Exercise prompt: Repeat every record word for word and omit the images.

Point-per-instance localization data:
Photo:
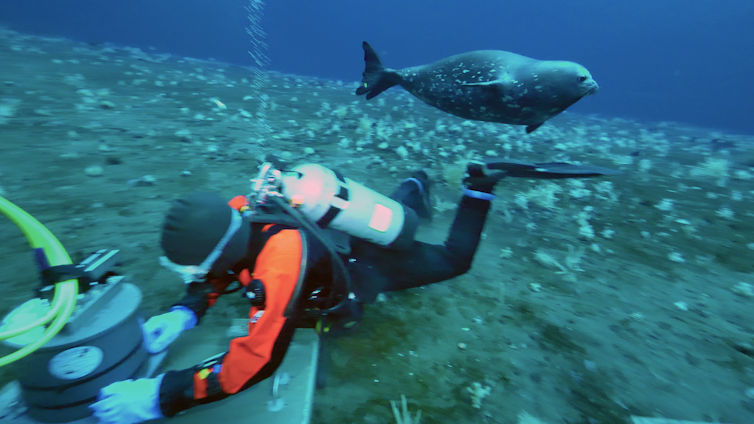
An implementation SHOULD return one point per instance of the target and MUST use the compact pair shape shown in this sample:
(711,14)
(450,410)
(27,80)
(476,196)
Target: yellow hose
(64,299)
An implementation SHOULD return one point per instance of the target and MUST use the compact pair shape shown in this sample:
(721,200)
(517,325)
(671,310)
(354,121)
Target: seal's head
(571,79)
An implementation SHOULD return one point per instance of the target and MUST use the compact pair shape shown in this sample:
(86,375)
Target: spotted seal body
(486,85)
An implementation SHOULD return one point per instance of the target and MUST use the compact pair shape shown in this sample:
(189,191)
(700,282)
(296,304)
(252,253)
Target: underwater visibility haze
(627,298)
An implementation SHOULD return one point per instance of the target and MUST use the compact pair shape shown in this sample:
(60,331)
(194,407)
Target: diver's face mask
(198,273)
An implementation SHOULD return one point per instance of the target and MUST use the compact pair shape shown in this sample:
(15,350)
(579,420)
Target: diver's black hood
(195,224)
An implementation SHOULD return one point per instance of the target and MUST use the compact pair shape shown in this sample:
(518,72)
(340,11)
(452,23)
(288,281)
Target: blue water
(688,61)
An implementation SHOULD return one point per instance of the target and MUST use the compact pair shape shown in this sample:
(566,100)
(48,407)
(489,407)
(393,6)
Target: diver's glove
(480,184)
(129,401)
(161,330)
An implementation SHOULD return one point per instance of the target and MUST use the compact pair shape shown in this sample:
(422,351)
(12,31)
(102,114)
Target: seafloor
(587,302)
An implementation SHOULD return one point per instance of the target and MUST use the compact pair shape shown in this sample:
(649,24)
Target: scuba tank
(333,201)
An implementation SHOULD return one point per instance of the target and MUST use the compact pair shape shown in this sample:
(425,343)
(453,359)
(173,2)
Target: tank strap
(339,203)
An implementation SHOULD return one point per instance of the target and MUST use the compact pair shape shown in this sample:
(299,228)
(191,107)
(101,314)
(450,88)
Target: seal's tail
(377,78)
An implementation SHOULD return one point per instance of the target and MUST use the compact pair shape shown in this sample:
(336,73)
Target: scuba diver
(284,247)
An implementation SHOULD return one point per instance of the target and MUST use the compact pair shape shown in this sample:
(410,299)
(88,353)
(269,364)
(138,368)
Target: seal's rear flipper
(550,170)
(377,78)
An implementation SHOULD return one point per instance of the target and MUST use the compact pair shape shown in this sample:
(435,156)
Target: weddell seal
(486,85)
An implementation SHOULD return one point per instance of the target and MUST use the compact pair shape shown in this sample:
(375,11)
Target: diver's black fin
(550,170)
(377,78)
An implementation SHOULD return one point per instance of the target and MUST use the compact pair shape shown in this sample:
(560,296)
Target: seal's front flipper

Answer to this task:
Photo:
An implementation SHOULD return one point per instance of the target and MUST use the compact pair shape shown in this sample:
(711,14)
(450,410)
(27,80)
(476,196)
Target: yellow hose
(64,299)
An implementation SHOULD return one point per instance of the target and MUST use the compact pair shape shown in this sample:
(721,200)
(517,325)
(671,310)
(354,121)
Target: seal's head
(571,79)
An implementation SHOULD return one point per instance of the target and MUST use the compact pair shape shown in this sample:
(86,375)
Target: spotted seal body
(486,85)
An implementation SHOULD return one point per instance of the target and MUST use the compact pair shape shown in this sample:
(189,191)
(700,282)
(296,304)
(252,253)
Target: underwater visibility haze
(627,298)
An implementation SHOULD return one point per instance of the target and MUST use the compact pair shape shown in this sample:
(60,331)
(194,407)
Target: diver's face mask
(198,273)
An implementation SHOULD return one point per instance of the target and MUST use the compact pair shape shown in this sample:
(15,350)
(579,420)
Target: diver's black hood
(195,224)
An implementation SHOULD return one point per instance of the target and MUST use the compact pair shape shown in this sample:
(518,72)
(340,11)
(452,23)
(288,281)
Target: blue water
(688,61)
An implementation SHOULD return one point per instance of the target and MUST use the compact pair shape shown in this sample:
(566,100)
(48,407)
(489,407)
(393,6)
Target: diver's glove
(480,184)
(129,401)
(161,330)
An implementation SHOULD return one point per instance of the target and MUST use the compact pair shape shown in this sample:
(422,351)
(12,31)
(102,114)
Target: seafloor
(587,302)
An implementation SHOULD return one point per instance of the target and MUST use the compact pair shape shown in this sample:
(649,24)
Target: scuba tank
(333,201)
An implementation SHOULD return one point per instance of the target and MUST use the compact pair shape shown in this sample:
(425,343)
(453,359)
(173,2)
Target: tank strap
(339,203)
An implementation SHOULD return one point per instance of the target and MUST use the compact pair shape shown in this sample:
(299,228)
(191,107)
(101,314)
(450,88)
Target: seal's tail
(377,78)
An implementation SHOULD return one point per instance of the target and MUST use the compact pair shape shown in this sample:
(336,73)
Target: scuba diver
(284,247)
An implementation SHOULD return one point per instance of the target and MUST use the compact pair shape shown in this sample:
(410,299)
(88,353)
(269,364)
(138,368)
Target: seal's rear flipper
(550,170)
(377,78)
An implementation SHOULD return one point per instance of the target and MUST use the compact pair shape shown in this sample:
(435,156)
Target: weddell seal
(486,85)
An implementation SHOULD return one point per instance of the target and MUST use the compact pair shape shown in this sample:
(375,11)
Target: diver's black fin
(550,170)
(377,78)
An implementation SHOULD return one point per instance of the target and MUST use the compact pair shape shown in this sample:
(560,296)
Target: seal's front flipper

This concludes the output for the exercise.